A morte de um familiar quase sempre deixa questões a serem resolvidas pelos herdeiros e sucessores, cuja habilitação é regulada por um grupo de instrumentos legais – como a Constituição Federal e o Código Civil –, com base nos quais devem ser realizados procedimentos como o inventário e a partilha.
Entretanto, a posição de herdeiro ou sucessor não significa, de modo direto e absoluto, a garantia de que a pessoa possa ingressar com ação ou responder a processo relacionado ao falecido. Nesses casos, a definição sobre a legitimidade processual é comumente estabelecida pelo Judiciário; muitas vezes, pelo Superior Tribunal de Justiça (STJ).
No julgamento do REsp 1.185.907, a Quarta Turma reconheceu a natureza patrimonial do seguro DPVAT e a legitimidade ativa de um herdeiro para requerê-lo após a morte da sua mãe, que ficou com invalidez permanente em decorrência de acidente de trânsito. Ela faleceu alguns anos depois do acidente, por causas distintas, mas sem receber a indenização devida.
O colegiado negou o recurso da seguradora, que argumentou no sentido de que, por se tratar de direito personalíssimo, os sucessores da vítima não teriam legitimidade para ajuizar a cobrança da indenização do seguro DPVAT por invalidez permanente.
Segundo a relatora, ministra Isabel Gallotti, em caso de morte, no regime da lei vigente na época dos fatos (artigo 4°, caput, da Lei 6.194/1974), os beneficiários da indenização seriam o cônjuge sobrevivente ou, na sua falta, os herdeiros legais. Pela legislação atual, explicou, 50% do montante deve ser destinado ao cônjuge não separado judicialmente, sendo a outra metade dividida entre os herdeiros do segurado (artigo 792 do Código Civil).

**TAREFA CURTA 1**
Responda, por favor, às perguntas com base no trecho sobre herdeiros e o seguro DPVAT:
(a) Qual turma do STJ julgou o REsp 1.185.907?
(b) Quem foi a relatora do caso?
(c) Pela legislação atual, que percentual da indenização cabe ao cônjuge não separado judicialmente?
**TAREFA CURTA 2**
Prossiga com o trecho sobre herdeiros e o seguro DPVAT a partir da última frase apresentada.
As linhas a seguir são um material à parte, sem ligação com o trecho sobre herdeiros e o seguro DPVAT.

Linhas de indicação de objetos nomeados
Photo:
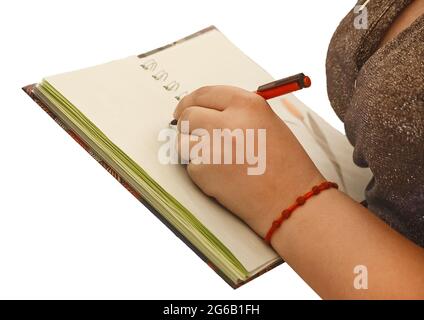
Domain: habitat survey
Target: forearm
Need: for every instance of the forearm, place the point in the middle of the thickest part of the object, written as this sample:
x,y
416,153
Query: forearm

**RESPOSTA DO EXERCÍCIO 1**
(a) A Quarta Turma.
(b) A ministra Isabel Gallotti.
(c) 50% do montante.

**RESPOSTA DO EXERCÍCIO 2**
No caso em julgamento, a magistrada verificou que o direito à indenização cabia à própria vítima, que não a recebeu em vida. "Assim, a partir do momento em que configurada a invalidez permanente, o direito à indenização securitária passou a integrar o conjunto do patrimônio da vítima do acidente, que, com a sua morte, constitui-se herança a ser transmitida aos sucessores, os quais, portanto, têm legitimidade para propor ação de cobrança dessa quantia", concluiu.
Em dezembro de 2020, a Corte Especial consolidou a orientação de que o direito à indenização por danos morais se transmite com o falecimento do titular, possuindo os herdeiros da vítima legitimidade ativa para ajuizar ou prosseguir com a ação indenizatória (Súmula 642).
Um dos precedentes que deram origem ao enunciado – o REsp 1.040.529, de relatoria da ministra Nancy Andrighi – garantiu aos sucessores de uma idosa o direito de receber R$ 150 mil em danos morais devidos a ela por uma associação cultural.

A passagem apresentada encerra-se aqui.